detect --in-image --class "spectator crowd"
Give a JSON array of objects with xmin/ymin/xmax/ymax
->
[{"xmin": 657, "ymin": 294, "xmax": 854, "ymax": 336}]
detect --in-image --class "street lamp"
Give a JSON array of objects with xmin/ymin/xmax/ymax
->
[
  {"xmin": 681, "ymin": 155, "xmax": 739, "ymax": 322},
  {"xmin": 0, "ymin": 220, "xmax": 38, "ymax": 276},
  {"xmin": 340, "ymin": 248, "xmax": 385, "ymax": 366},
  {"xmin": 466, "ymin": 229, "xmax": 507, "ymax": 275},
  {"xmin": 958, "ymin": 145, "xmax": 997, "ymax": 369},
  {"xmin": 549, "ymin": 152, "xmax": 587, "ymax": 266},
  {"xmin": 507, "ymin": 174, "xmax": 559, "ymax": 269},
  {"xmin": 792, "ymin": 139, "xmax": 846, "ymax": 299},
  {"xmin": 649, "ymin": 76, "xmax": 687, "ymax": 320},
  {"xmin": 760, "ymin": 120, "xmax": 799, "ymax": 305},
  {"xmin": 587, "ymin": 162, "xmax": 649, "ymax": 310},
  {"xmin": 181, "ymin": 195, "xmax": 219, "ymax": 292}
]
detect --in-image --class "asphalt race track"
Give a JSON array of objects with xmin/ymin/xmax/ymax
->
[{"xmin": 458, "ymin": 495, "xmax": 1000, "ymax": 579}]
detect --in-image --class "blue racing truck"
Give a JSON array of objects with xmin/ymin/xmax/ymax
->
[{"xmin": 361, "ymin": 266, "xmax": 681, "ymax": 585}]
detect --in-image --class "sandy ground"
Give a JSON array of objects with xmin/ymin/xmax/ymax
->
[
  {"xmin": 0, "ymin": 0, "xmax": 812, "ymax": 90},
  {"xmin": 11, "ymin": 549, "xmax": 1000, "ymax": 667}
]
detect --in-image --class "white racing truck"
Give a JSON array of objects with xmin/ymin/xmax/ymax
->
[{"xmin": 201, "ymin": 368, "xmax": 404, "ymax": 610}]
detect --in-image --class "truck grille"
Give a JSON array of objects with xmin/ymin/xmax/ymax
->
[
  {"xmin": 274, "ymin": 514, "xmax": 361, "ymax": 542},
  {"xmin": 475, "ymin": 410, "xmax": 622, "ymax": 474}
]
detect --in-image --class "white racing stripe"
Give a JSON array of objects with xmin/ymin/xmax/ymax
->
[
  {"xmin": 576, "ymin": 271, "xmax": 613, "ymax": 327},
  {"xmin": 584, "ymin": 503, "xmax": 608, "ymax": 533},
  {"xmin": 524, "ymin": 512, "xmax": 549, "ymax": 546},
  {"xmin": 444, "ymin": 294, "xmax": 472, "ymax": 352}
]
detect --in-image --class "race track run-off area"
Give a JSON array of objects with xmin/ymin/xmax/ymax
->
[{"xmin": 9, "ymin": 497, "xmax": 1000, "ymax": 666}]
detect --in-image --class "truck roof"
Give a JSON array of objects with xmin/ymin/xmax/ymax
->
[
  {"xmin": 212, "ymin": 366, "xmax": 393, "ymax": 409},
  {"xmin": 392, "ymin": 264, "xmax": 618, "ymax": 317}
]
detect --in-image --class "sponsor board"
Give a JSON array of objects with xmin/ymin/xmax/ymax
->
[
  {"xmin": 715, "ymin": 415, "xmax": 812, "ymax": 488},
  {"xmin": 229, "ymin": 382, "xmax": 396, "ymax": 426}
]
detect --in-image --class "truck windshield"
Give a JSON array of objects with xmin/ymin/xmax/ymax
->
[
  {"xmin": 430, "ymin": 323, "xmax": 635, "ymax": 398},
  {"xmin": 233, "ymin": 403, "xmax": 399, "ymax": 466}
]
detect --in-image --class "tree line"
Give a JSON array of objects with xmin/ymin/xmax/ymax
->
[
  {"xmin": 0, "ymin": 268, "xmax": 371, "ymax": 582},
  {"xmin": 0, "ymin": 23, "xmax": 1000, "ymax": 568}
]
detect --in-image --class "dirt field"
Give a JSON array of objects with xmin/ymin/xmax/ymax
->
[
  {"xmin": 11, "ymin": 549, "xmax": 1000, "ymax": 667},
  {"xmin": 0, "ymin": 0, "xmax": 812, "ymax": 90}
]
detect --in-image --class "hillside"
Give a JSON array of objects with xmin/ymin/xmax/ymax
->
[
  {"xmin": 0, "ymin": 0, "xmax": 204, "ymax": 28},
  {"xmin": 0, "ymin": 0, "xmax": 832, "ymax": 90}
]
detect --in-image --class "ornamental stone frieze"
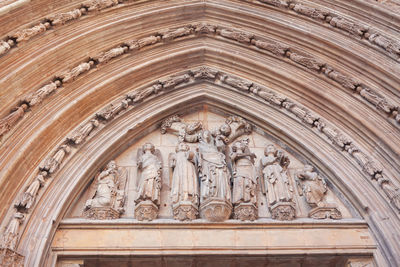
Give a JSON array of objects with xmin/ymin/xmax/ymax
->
[{"xmin": 68, "ymin": 111, "xmax": 352, "ymax": 222}]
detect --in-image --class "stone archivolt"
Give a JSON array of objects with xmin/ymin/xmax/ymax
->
[
  {"xmin": 4, "ymin": 67, "xmax": 400, "ymax": 241},
  {"xmin": 0, "ymin": 22, "xmax": 400, "ymax": 146}
]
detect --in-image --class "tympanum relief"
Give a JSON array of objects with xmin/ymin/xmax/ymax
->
[{"xmin": 69, "ymin": 110, "xmax": 352, "ymax": 222}]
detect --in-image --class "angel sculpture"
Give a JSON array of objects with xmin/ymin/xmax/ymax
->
[
  {"xmin": 169, "ymin": 142, "xmax": 199, "ymax": 220},
  {"xmin": 260, "ymin": 145, "xmax": 295, "ymax": 220},
  {"xmin": 230, "ymin": 138, "xmax": 258, "ymax": 220},
  {"xmin": 135, "ymin": 143, "xmax": 162, "ymax": 220},
  {"xmin": 85, "ymin": 160, "xmax": 126, "ymax": 219}
]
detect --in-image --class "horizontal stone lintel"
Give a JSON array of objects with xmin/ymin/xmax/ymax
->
[{"xmin": 52, "ymin": 219, "xmax": 376, "ymax": 255}]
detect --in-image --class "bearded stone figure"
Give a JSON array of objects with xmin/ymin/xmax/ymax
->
[
  {"xmin": 296, "ymin": 165, "xmax": 342, "ymax": 219},
  {"xmin": 86, "ymin": 160, "xmax": 117, "ymax": 208},
  {"xmin": 230, "ymin": 138, "xmax": 258, "ymax": 221},
  {"xmin": 260, "ymin": 145, "xmax": 296, "ymax": 220},
  {"xmin": 198, "ymin": 131, "xmax": 232, "ymax": 221},
  {"xmin": 135, "ymin": 143, "xmax": 162, "ymax": 221},
  {"xmin": 169, "ymin": 142, "xmax": 199, "ymax": 221},
  {"xmin": 84, "ymin": 160, "xmax": 126, "ymax": 219}
]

● GOAL OF THE EXERCISE
Count the lines above that contain the string "stone", treating uppercase and lowercase as different, and reply with the number only.

● EXERCISE ANSWER
4